**WORK ITEM**
Any image found in the entries is to be skipped; the rest is returned word for word.

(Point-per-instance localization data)
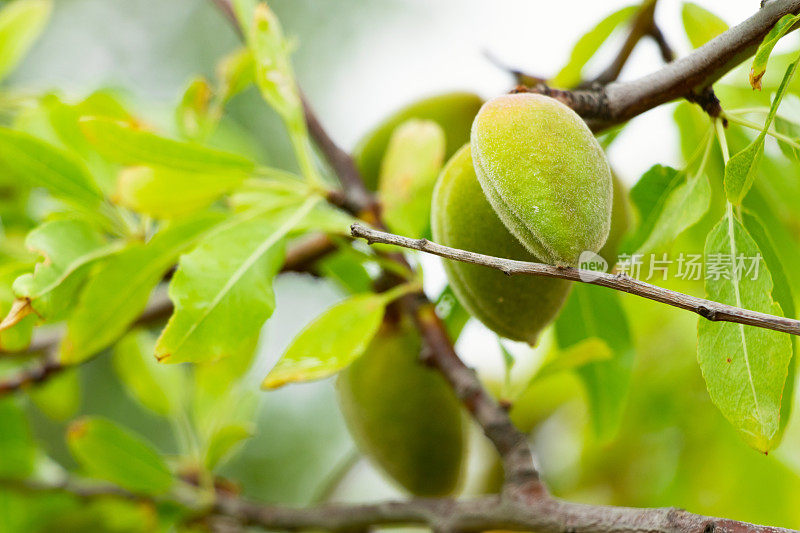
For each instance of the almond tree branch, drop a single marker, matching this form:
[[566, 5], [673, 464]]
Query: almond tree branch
[[549, 515], [708, 309], [686, 77]]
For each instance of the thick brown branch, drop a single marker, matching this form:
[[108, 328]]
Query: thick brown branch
[[548, 515], [690, 75], [706, 308]]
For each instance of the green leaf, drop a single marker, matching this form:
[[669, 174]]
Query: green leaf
[[222, 291], [166, 193], [783, 295], [42, 165], [124, 143], [159, 388], [118, 291], [346, 267], [408, 174], [745, 367], [21, 22], [700, 24], [589, 350], [68, 248], [452, 313], [17, 449], [682, 207], [116, 454], [331, 342], [588, 45], [194, 115], [648, 196], [596, 312], [60, 396], [761, 58], [224, 442], [741, 169], [273, 70]]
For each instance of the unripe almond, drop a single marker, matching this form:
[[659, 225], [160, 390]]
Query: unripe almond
[[545, 174]]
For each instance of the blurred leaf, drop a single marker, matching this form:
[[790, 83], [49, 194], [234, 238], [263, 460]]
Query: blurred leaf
[[118, 292], [745, 367], [17, 449], [28, 159], [586, 47], [331, 342], [740, 171], [783, 295], [166, 193], [116, 454], [21, 22], [790, 129], [270, 51], [761, 58], [589, 350], [222, 291], [700, 24], [596, 312], [452, 313], [224, 442], [409, 170], [235, 72], [60, 396], [648, 196], [194, 114], [159, 388], [124, 143], [68, 249]]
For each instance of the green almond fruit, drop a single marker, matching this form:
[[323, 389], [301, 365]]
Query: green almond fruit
[[515, 307], [620, 222], [454, 112], [545, 174], [403, 415]]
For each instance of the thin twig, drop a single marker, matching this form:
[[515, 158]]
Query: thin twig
[[713, 311]]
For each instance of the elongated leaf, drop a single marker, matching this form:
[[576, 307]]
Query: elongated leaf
[[17, 450], [21, 22], [222, 291], [741, 169], [745, 367], [273, 70], [118, 292], [783, 295], [33, 161], [761, 58], [589, 350], [409, 170], [160, 388], [167, 193], [68, 248], [108, 451], [588, 45], [700, 24], [331, 342], [649, 196], [683, 207], [594, 312], [124, 143]]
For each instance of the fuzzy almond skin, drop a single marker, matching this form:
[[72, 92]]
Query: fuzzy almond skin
[[454, 112], [515, 307], [545, 174], [403, 415]]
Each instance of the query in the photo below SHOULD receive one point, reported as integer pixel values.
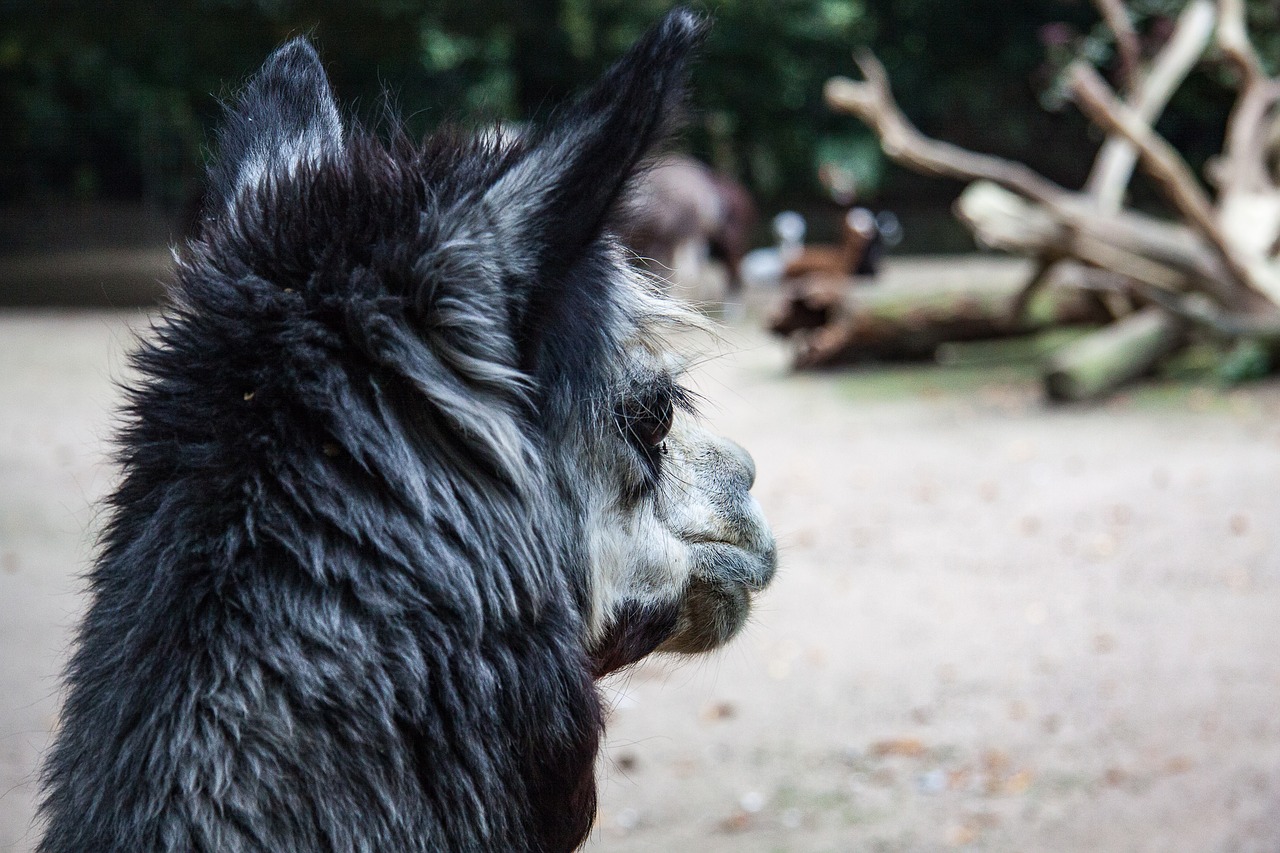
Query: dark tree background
(115, 99)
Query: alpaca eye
(649, 424)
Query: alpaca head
(503, 254)
(406, 466)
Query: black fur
(338, 601)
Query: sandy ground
(996, 626)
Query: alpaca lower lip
(731, 564)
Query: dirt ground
(996, 626)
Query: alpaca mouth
(711, 615)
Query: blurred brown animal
(850, 258)
(681, 203)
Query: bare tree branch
(1166, 167)
(872, 101)
(1233, 40)
(1147, 97)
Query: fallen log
(1104, 360)
(836, 322)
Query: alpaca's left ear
(553, 203)
(287, 115)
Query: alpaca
(680, 204)
(407, 468)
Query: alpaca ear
(553, 203)
(284, 117)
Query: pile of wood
(1151, 284)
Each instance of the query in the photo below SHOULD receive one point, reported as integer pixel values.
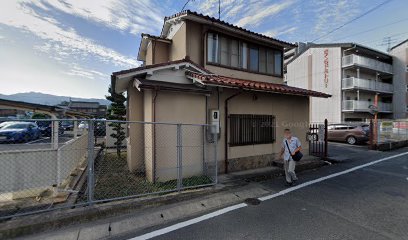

**COMPLETED TASK**
For each instance of the almond tree branch, drop a single marker, matching this form:
[[566, 5], [673, 464]]
Query: almond tree branch
[[549, 515], [708, 309], [686, 77]]
For each instance of the thick brown branch, drop a single marker, matching this form:
[[108, 328]]
Query: thick brown branch
[[548, 515], [690, 75], [706, 308]]
For each instance of the green leaf, drop a single marker, matching this form:
[[669, 174]]
Query: green leaf
[[222, 291], [166, 193], [783, 295], [42, 165], [124, 143], [159, 388], [118, 291], [346, 267], [408, 174], [745, 367], [21, 22], [700, 24], [589, 350], [68, 248], [452, 313], [17, 449], [682, 207], [116, 454], [331, 342], [588, 45], [194, 115], [648, 196], [596, 312], [60, 396], [761, 58], [224, 442], [741, 169], [273, 70]]
For each instance of the unripe almond, drop a single marker, matching this form:
[[659, 225], [160, 390]]
Query: unripe almond
[[545, 174]]
For each instance of the blurred leaf, drop a single marker, matching this form:
[[790, 83], [49, 194], [234, 238], [263, 460]]
Query: blurred leaf
[[118, 292], [745, 367], [17, 449], [28, 159], [586, 47], [331, 342], [740, 171], [783, 295], [166, 193], [116, 454], [21, 22], [790, 129], [270, 51], [761, 58], [589, 350], [222, 291], [700, 24], [596, 312], [452, 313], [224, 442], [409, 170], [235, 72], [60, 396], [648, 196], [194, 114], [159, 388], [124, 143], [68, 249]]
For each instance of the green almond fruit, drop a single marker, matching this form:
[[323, 389], [301, 365]]
Query: green almond fruit
[[515, 307], [620, 222], [454, 112], [545, 174], [403, 415]]
For each instance of the thin twig, drop a single marker, matching this form:
[[515, 158]]
Query: thin twig
[[713, 311]]
For each instance of the elongated leaf, drop a single marker, matching this form:
[[576, 307]]
Query: elongated leaf
[[17, 450], [21, 22], [222, 291], [741, 169], [745, 367], [273, 70], [118, 292], [783, 295], [33, 161], [761, 58], [589, 350], [409, 170], [160, 388], [167, 193], [68, 248], [108, 451], [588, 45], [700, 24], [331, 342], [649, 196], [683, 207], [594, 312], [124, 143]]
For each instance of the fuzzy almond skin, drop a single marker, matching this form:
[[72, 92]]
Query: fuzzy almond skin
[[454, 112], [515, 307], [545, 174], [403, 415]]
Each instance of the query in the photo below SHOULD receive one point, reported as integer pixel values.
Query: dark tree background
(115, 99)
Query: alpaca eye
(649, 424)
Query: alpaca head
(503, 254)
(406, 466)
Query: black fur
(338, 601)
Query: sandy ground
(996, 626)
Query: alpaca lower lip
(731, 564)
Query: dirt ground
(996, 626)
Query: alpaca mouth
(711, 615)
Query: blurred brown animal
(850, 258)
(681, 203)
Query: bare tree branch
(1166, 167)
(872, 101)
(1233, 40)
(1147, 97)
Query: fallen log
(1104, 360)
(836, 322)
Query: alpaca's left ear
(553, 203)
(287, 115)
Query: alpaca
(680, 204)
(407, 468)
Query: alpaca ear
(553, 203)
(284, 117)
Query: pile of wood
(1151, 284)
Each instance of the query in the photo below SHOULD receive one point, reported as integer pixel values.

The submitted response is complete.